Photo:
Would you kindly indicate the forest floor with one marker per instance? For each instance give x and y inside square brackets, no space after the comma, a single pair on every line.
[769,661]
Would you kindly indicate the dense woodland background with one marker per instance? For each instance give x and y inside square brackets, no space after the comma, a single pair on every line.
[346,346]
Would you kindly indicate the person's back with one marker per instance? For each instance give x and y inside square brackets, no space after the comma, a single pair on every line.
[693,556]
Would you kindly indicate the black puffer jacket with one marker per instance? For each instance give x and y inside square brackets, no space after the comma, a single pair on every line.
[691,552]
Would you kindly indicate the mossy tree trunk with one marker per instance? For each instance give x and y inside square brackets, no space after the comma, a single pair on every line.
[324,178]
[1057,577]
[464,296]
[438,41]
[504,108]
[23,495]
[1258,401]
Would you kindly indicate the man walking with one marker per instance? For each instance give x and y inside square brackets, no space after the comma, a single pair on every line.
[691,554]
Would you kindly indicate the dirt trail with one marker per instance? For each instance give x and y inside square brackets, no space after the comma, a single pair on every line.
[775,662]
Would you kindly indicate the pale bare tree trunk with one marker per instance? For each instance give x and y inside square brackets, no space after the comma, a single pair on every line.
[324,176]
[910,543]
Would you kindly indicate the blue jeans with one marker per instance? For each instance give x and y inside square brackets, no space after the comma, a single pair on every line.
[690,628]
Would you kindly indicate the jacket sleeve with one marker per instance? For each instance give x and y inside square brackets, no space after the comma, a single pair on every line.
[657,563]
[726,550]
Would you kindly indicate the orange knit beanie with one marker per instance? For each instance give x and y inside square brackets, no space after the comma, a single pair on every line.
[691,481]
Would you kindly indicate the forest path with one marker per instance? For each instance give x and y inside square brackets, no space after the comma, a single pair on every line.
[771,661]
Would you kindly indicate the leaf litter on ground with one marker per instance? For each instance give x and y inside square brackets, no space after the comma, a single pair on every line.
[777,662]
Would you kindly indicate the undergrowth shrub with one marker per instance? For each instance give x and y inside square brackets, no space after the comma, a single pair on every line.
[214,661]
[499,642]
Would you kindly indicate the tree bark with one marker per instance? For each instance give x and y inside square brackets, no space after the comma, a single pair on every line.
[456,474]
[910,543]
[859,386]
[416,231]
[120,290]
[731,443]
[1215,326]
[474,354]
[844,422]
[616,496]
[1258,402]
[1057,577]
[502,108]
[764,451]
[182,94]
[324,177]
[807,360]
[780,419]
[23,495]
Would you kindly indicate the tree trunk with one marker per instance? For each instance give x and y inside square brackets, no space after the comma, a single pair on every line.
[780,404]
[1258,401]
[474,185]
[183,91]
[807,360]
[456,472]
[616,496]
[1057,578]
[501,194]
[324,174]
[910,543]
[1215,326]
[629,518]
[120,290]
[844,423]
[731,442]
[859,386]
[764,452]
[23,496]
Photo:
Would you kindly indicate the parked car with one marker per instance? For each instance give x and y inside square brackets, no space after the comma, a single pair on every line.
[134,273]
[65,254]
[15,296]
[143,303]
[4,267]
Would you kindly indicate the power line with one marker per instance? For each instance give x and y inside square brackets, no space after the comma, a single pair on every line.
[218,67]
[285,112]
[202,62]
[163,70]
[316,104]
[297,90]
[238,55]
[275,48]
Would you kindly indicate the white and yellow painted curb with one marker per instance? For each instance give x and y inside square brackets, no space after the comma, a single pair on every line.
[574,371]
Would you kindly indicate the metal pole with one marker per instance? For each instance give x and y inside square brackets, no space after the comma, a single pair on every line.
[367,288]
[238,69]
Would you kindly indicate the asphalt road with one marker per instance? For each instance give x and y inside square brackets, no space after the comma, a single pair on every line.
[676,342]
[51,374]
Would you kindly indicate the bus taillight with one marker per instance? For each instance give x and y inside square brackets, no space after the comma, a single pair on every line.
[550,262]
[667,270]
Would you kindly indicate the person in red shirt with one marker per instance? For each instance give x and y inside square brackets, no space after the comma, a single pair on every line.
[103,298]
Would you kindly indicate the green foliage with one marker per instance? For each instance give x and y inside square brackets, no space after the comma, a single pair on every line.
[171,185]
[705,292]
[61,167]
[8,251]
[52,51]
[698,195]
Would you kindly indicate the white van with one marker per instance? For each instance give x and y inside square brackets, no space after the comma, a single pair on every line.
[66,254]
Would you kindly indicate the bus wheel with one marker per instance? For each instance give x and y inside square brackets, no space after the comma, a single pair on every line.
· · · ·
> **Yönerge**
Kayıtlarda "Would you kindly indicate the person in" ifadesini içeren satırdan başlayıp kayıtların sonuna kadar uzanan satırları, boş satırları atlayarak Markdown tablosuna dönüştürün. Tabloda "Sıra" ve "Satır" adlı iki sütun bulunsun; ilki satırın sıra numarasını, ikincisi satırın kendisini göstersin.

> **Sorunun Çözümü**
| Sıra | Satır |
|---|---|
| 1 | Would you kindly indicate the person in red shirt with one marker per instance? For each instance give x and y inside square brackets, no space after the comma, a single pair on every line. |
| 2 | [103,298] |
| 3 | Would you kindly indicate the green foliage with one marker per instance? For each instance give x and y inside square brackets, no space after the comma, a single pair on every line. |
| 4 | [171,185] |
| 5 | [705,292] |
| 6 | [61,167] |
| 7 | [8,251] |
| 8 | [52,51] |
| 9 | [698,195] |
| 10 | Would you kindly indicate the white van with one marker per instance? For each instance give x and y inside square brackets, no space after the comma, a single pair on every line. |
| 11 | [66,254] |
| 12 | Would you kindly indicate the bus wheel with one marker per instance? For each instance give x and y inside square brackets, no space after the comma, a single pair on every line. |